Copy the records below line for line, leaving out the pictures.

-- START --

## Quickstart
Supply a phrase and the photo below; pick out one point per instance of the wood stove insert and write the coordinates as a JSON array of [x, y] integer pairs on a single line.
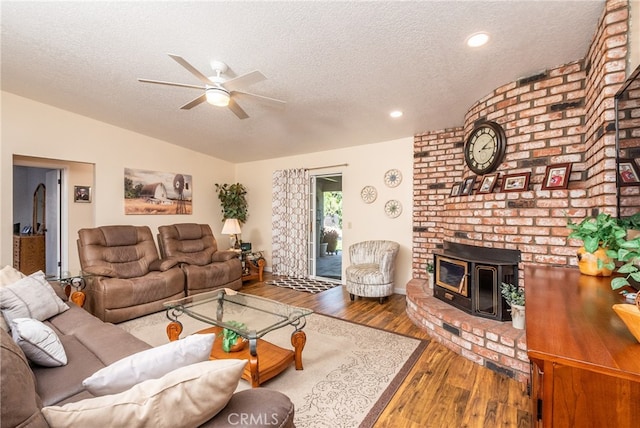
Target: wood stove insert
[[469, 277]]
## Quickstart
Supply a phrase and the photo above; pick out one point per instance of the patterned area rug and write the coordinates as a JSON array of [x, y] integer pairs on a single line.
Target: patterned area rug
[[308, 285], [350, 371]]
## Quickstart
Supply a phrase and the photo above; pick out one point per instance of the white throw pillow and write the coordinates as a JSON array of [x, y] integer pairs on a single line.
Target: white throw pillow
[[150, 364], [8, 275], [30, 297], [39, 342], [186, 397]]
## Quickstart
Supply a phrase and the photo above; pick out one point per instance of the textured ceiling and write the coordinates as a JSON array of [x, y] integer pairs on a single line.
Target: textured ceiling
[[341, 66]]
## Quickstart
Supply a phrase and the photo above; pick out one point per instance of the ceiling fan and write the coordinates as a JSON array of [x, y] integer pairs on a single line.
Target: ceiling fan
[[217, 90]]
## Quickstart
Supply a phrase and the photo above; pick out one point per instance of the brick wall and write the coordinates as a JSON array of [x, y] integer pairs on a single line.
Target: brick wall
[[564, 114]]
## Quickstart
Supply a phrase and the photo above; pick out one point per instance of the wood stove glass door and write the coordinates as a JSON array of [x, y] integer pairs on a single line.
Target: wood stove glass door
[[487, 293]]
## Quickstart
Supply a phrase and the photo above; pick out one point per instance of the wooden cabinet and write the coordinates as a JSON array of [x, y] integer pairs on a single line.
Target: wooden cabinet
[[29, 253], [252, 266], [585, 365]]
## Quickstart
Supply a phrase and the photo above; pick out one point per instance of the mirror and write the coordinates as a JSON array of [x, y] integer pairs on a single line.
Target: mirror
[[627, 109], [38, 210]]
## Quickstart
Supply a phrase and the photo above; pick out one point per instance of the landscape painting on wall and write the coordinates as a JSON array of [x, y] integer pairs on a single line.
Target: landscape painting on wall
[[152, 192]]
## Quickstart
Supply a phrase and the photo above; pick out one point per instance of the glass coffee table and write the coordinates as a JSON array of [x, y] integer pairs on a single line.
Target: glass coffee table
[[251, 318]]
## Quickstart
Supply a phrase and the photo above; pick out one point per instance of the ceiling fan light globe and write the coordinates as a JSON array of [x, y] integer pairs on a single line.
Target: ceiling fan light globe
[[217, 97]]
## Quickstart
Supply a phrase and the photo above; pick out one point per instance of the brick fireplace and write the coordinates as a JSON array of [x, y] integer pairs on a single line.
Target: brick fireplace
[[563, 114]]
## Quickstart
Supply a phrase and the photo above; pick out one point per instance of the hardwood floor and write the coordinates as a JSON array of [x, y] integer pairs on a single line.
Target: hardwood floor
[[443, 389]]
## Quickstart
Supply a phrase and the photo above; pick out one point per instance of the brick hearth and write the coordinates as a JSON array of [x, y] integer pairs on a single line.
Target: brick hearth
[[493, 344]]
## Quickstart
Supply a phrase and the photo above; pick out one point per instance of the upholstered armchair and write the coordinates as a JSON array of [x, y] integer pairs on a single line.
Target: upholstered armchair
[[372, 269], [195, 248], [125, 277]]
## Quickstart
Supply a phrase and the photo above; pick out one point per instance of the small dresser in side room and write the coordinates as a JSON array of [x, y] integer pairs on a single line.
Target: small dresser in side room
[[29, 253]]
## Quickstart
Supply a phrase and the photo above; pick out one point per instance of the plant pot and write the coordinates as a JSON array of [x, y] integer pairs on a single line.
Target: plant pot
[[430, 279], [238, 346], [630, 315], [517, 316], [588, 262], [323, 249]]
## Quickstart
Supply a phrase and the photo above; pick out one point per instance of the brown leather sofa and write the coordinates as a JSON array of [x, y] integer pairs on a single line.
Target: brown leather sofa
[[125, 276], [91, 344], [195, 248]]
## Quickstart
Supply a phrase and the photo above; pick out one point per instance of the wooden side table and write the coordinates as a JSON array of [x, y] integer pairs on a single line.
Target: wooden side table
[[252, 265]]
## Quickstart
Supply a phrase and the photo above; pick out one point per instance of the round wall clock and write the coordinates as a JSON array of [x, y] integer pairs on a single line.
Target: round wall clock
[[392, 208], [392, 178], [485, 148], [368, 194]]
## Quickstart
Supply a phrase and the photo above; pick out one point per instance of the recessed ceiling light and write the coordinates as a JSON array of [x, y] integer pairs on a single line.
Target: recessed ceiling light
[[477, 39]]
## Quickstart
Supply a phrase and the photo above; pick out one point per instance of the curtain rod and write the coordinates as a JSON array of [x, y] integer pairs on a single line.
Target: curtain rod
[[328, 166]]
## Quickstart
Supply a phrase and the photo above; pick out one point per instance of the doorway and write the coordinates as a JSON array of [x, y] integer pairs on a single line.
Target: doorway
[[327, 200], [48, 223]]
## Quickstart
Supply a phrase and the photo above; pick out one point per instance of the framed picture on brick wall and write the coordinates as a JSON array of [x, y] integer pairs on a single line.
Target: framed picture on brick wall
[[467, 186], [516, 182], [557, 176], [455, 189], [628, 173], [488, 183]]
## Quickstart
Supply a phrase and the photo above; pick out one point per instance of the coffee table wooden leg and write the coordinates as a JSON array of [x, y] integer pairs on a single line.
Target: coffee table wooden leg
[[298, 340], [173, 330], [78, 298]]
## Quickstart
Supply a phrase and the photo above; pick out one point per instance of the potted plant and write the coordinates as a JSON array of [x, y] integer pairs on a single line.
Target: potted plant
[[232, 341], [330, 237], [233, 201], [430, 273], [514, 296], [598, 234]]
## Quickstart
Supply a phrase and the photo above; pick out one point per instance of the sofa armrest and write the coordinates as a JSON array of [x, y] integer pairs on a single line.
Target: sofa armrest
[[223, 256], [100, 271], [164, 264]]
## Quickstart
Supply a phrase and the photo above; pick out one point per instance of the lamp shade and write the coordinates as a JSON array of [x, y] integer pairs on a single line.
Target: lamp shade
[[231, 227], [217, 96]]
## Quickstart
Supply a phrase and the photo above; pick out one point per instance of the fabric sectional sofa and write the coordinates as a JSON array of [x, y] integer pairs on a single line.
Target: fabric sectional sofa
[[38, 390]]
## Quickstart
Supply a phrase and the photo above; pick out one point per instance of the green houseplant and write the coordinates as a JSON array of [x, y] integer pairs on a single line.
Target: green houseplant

-- END --

=== RESULT OF THE EXERCISE ===
## Quickstart
Supply a phrase and the photo below; pick out one point per instance of the wood stove insert and write the coordinates as a JSON array of [x, y] integer pairs on a single line.
Target: wood stove insert
[[469, 277]]
## Quickstart
Supply a phrase and the photo above; pick out one point per instance of the patterned area rug and write the coordinates as a JSON array of [x, y] integer pairs on a single line.
Target: patterned area rug
[[308, 285], [350, 371]]
## Quickstart
Supply a phrase and the photo above; pick out one point per instance of the white throw pillow and write the coordinates as a JSON array of [x, y] integer pairs on a single line.
Target: white throw pillow
[[150, 364], [8, 275], [30, 297], [39, 342], [186, 397]]
## Quickstart
Supply a phrase and the photo above; pick out one point per instance of the textured ceiling and write the coordinates as a JSON array of [x, y] integer pairs on a single line.
Target: textured ceiling
[[341, 66]]
## Quickstart
Supply a phrase and the photo above; pick out one point per instance of the ceiling fan and write the coordinates as a JSON array of [x, y] integer pairs on a single line.
Target: ceiling fan
[[217, 90]]
## Quickstart
Supply a phrase and the photo above; pick out one point per instance of the brick wall and write the coordinates as a JSON array of [x, y] integer pairs on a single line.
Target: brick wall
[[564, 114]]
## Quickstart
Supply a phrase and the photo above; pick out one point per instance of the wood stove glass door and write the coordinates as a JSON array of [x, y] integer pairs on a single line.
Target: wood stove glass door
[[487, 293]]
## Quickstart
Supply a phrase and the photo above; pick out one point per instance of the wooden cabinet and write the coordinates as a JSON array of [x, y] integer pairs on a single line.
Target: wooden cabinet
[[29, 253], [252, 266], [585, 365]]
## Quickstart
Supply a phrase and the photo above; pick out one point per instance of the mirror and write the coordinates as a JSON array of [x, y] integer pairs on a single line.
Target: mirror
[[627, 109], [38, 210]]
## Quickstart
Supply a phrase and the photo above; pick out one point per instance of the landscape painting on wall and write the coordinates as a JSON array of [x, y] integer pairs on a single line.
Target: landscape painting on wall
[[152, 192]]
## Quickstart
Supply a phrase and the photo above; pick out one point per instance of the glass coffee table and write the coordinates as a JSON array of [x, y] integer pairs on a single line.
Target: glass coffee table
[[251, 318]]
## Quickstart
Supply a phrase and the photo above; pick out one point per instance of the ceiling fan light globe and write the coordinates as a JSON array of [x, y] integer pairs on a single line.
Target: ceiling fan light globe
[[217, 97]]
## Quickstart
Supply a phrase and the photo above; pick out one point per instance of the brick fireplace and write the coordinates as a JSON array of [x, y] integer pairs on a single line.
Target: brick fireplace
[[563, 114]]
## Quickstart
Supply a phrase and the photo above; pick out one point per instance of the hardwood floor and write the coordinates as a JSON array of [x, y] integer pairs on a single line.
Target: hardwood floor
[[443, 389]]
## Quickstart
Supply a phrase and the photo above; pick out one point per instance of the brick hearth and write the coordinates as a JSON array of [x, y] integer pairs on a single line.
Target: brick hearth
[[493, 344]]
## Quickstart
Supply a phrase and the photo above; pick out one point per instance of the upholstered armchair and write the coordinates as a JSON array of [x, y] integer pairs on a single line.
Target: upholstered armchair
[[372, 269], [195, 248], [125, 277]]
## Quickstart
Supply a phrase and the photo above; pick out one point per instance of the small dresser in side room and write the coordinates as a JSON array of [x, y] integer pairs on a single line.
Target: small dresser in side room
[[29, 253]]
## Quickstart
Supply a phrase and the photo above; pick out one point per instance of the plant pot and write the coordinates as a JSON array of [x, y] integer pairs on a single line.
Target: plant pot
[[430, 279], [238, 346], [630, 315], [517, 316], [588, 262], [323, 249]]
## Quickstart
Supply a phrase and the photo above; pick out one point per instance of the brown leather sofa and write the coordinates as a JSON array of [x, y] integer pairs on a single line.
Target: brown leather sofa
[[125, 276], [91, 344], [195, 248]]
## Quickstart
Supply a phrase and the photo above; pick out one point per instance of the wooden side table and write the coordinates as a JSON array of [x, y] integer pairs on a single line.
Target: wooden side table
[[252, 265]]
## Quickstart
Supply a phrase and the photo above; pick out one point per instance of the round wall clock and write the coordinates as a JSON array of [x, y] integer pairs on a single line.
Target: round wall clock
[[392, 208], [392, 178], [485, 148], [368, 194]]
## Quickstart
Supply a phrase and the photo above; pick out one point per instance of the recessed ceiling light and write the coordinates as a JSON array of [x, y] integer pairs on a single line.
Target: recessed ceiling light
[[477, 39]]
## Quickstart
Supply a phrase and the photo above; pick out one point per instance of the curtain rod and write the coordinates as a JSON array of [x, y] integer pairs on a single line.
Target: curtain rod
[[328, 166]]
## Quickstart
Supply a phrase and the photo above; pick out one point per instance of the doorway and write the coordinates as a JSON array of [x, y] integer pairs on a single line.
Target: doorway
[[327, 200], [48, 223]]
## Quickstart
Supply a phrase and the photo above; pick out one point per instance of the framed picture on brick wall and write the coordinates as a JSON array of [x, y] integer pairs on a single line.
Target: framed picture on brick wall
[[467, 186], [516, 182], [557, 176], [455, 189], [628, 173], [488, 183]]
## Quickstart
Supply a phrase and the photo above; pick out one point per instance of the coffee table wooden leg and write the coordinates as a JSON array of [x, y] integer pairs on a single line.
Target: coffee table wooden leg
[[298, 340], [173, 330], [78, 298]]
## Quickstart
Supply a phrase and the photo above; pick out one point per instance of the potted plant and write the coordinates as a JSON array of [x, y] integer pairs on a single line.
Target: potted plant
[[232, 341], [330, 237], [233, 201], [430, 273], [514, 296], [598, 234]]
## Quickstart
Supply a phrase and the photo above; pick out one point per instance of the sofa armrest and write the coordinates as a JSON array of [x, y] integer pairs on a single line.
Target: sofa armrest
[[223, 256], [100, 271], [164, 264]]
## Quickstart
Supply a phrase and the photo above; pick out one point per instance of the lamp shade and write the coordinates as a JSON array of [x, y] integer pairs on a single line.
Target: lamp shade
[[231, 227], [217, 96]]
## Quickstart
Supply a phrase and the photo above; pick out one point per instance of the fabric sectional sofa and write the coordinates as a JSON array of [x, y] integer pairs on a single line.
Target: fabric sectional sofa
[[38, 390]]
## Quickstart
Supply a phrase and the photo above; pick out one point per instance of the green houseplant and write the coordinates as a JSON array of [x, y] integer pairs on a single line.
Target: green houseplant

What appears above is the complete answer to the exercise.